===== AVAILABLE DATA
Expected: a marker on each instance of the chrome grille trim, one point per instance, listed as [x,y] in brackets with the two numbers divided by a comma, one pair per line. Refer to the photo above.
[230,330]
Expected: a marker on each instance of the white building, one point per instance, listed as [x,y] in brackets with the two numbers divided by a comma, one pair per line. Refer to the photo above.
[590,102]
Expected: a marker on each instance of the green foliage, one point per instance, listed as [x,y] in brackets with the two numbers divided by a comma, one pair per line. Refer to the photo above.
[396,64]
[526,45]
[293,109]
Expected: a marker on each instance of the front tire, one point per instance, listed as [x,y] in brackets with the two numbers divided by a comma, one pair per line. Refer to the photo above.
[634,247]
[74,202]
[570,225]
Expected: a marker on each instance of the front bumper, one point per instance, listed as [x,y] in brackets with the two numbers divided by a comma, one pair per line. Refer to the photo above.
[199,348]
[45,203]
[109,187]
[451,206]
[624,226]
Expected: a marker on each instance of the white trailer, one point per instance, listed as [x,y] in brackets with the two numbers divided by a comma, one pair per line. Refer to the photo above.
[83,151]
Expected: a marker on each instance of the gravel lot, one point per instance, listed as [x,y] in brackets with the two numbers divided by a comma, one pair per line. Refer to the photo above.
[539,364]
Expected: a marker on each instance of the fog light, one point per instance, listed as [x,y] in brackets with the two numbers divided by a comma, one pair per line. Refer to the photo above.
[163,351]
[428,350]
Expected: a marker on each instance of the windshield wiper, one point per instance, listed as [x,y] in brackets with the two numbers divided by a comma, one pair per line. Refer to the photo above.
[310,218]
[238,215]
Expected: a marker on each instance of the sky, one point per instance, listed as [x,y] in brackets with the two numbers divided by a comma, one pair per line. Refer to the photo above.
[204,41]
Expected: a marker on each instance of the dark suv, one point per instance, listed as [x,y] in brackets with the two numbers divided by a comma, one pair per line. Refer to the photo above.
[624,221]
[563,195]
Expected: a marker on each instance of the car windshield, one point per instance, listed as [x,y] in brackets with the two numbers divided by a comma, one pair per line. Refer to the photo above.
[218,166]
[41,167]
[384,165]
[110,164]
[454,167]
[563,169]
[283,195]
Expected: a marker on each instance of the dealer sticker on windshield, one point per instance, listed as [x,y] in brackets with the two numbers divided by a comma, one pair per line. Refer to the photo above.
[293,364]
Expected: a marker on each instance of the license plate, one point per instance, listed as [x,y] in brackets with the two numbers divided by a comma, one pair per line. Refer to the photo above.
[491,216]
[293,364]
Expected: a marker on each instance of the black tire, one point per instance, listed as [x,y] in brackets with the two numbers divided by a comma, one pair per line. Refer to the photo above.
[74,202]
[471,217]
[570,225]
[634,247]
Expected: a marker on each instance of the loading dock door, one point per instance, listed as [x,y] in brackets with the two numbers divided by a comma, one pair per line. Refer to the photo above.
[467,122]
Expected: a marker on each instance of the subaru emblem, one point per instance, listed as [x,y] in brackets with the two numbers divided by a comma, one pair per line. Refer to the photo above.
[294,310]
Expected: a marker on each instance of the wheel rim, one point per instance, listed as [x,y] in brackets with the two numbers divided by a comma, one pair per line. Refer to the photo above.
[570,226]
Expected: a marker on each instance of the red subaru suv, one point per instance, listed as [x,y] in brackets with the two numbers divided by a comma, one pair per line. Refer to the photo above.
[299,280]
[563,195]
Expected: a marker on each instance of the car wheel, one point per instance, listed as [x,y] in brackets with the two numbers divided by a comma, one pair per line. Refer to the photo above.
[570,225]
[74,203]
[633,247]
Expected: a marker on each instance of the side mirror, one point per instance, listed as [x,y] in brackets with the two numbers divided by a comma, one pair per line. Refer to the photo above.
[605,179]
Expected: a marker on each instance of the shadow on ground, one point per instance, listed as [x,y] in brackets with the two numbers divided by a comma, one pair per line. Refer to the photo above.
==========
• WHAT IS REQUIRED: Word for word, extract all the records.

• RESPONSE TO THIS TASK:
Expected: a marker on each instance of the chrome grille trim, one point per instance, listed as [x,y] in brackets with the two numbers divided by a comma, one pair per line. Refer to the photo above.
[230,330]
Expected: a marker on each instance of the white building, one point per instance, listed as [x,y] in brackets with the two numbers divided by a comma, one pair per line. Refer to the photo above.
[590,102]
Expected: a marker on each instance of the green foliage, one point per instance, listed as [x,y] in brackets with the two numbers divided by a comma, one pair per line. Refer to the photo above.
[396,64]
[526,45]
[293,109]
Expected: a marker on each instance of the front tire, one point per instance, listed as [x,y] in brackets with the two numbers divided by a comma, one pair per line. Refer to the photo above.
[634,247]
[74,202]
[570,225]
Expected: a marker on each instance of the front bumper, one point per instance, listed as [x,y] in brackets with the two numbers divided by a comma, one pair per line. Refer to the photo above.
[199,348]
[45,203]
[109,187]
[451,206]
[624,226]
Expected: a marker on each instance of the white trailer, one point per instance, listed as [x,y] in brackets with the two numbers divided by a comma, one pair per line. Refer to the photo above.
[83,151]
Expected: a marker on each instance of the gravel lot, one point per instance, listed as [x,y] in brackets with the two numbers divided by a comma, one pair per line. Refer to the photo above.
[539,364]
Expected: a marker on each instance of the fog light, one point per instance, listed as [x,y] in brackets with the two numbers divided by a comma, one pair per line. Refer to the photo above.
[163,351]
[428,350]
Expected: a marker on each instance of the windshield wiper, one point per instance, listed as [x,y] in brackets with the two numbers divided by a comma, one pair per line. Refer to the photo above.
[310,218]
[238,215]
Expected: a marker on each instance of the sky, one point per instance, listed as [x,y] in brackets with the two numbers divided by a comma, one pair per line. Refer to the photo above.
[204,41]
Expected: a marker on each instance of the dark suv, one point per instance, listed as [x,y] in brackets with the two numbers divided by a comma, one pair per line. Refer to the photo above.
[624,221]
[563,195]
Expected: a marker on each instance of the car windshield, one point per instance, listed as [x,y] in brackets with the two numbers divided by a comma, one pair per line. Refer to the photo above.
[218,166]
[41,167]
[384,165]
[110,164]
[454,167]
[563,169]
[283,195]
Expected: a marker on each instance of the dealer sticker on windshield, one point per instance, listed as [x,y] in brackets with the two numbers divided by a comma, one pair per line. Refer to the photo above.
[293,364]
Expected: a marker on each instance of the license plate, one point per instance, listed as [x,y] in brackets with the two numbers divided by a comma, one pair per line. Refer to the photo above.
[491,216]
[293,364]
Expected: a marker on each instance of the black tire, one point per instance, listed as [x,y] in brackets with the two numbers divided by a comma, one pair per line. Refer to the photo above.
[74,202]
[471,217]
[570,225]
[634,247]
Expected: a marker on each instance of the loading dock door, one point per instance, listed as [x,y] in brackets with the two numbers divided by a comma, one pair per line. Refer to the photo above.
[467,122]
Expected: a marker on each instance of the subaru emblem, one point per instance, listed as [x,y] in brackets with the two numbers divided by a comma, one pair per line. Refer to the photo above.
[294,310]
Expected: a marker on each instance of the wheel rim, one point per instance, listed as [x,y] in brackets with the two numbers divided by a comma, one pair per line. Refer to the photo above.
[570,226]
Expected: a marker on each instance of the red subaru suv, one point per instance, listed as [x,y] in brackets with the two numbers divided by a comma, one pair per line. Refer to the photo above.
[299,280]
[563,195]
Expected: a marker on each instance of the car wheel, one point per instance, listed as [x,y] in brackets with the two numbers divided by a comma, one pair per line. Refer to the photo above.
[570,225]
[74,203]
[633,247]
Expected: a marker on each instance of the side mirror, one point per instance, listed as [x,y] in brackets with the two numbers divided by a comma, one pair per line. Refer to the photo above.
[605,179]
Expected: a marker on each instance of the shadow on ground, one point per instance, listed as [x,y] in brackets with the two numbers divided by a comma, one pair per line. Refer to the photo above.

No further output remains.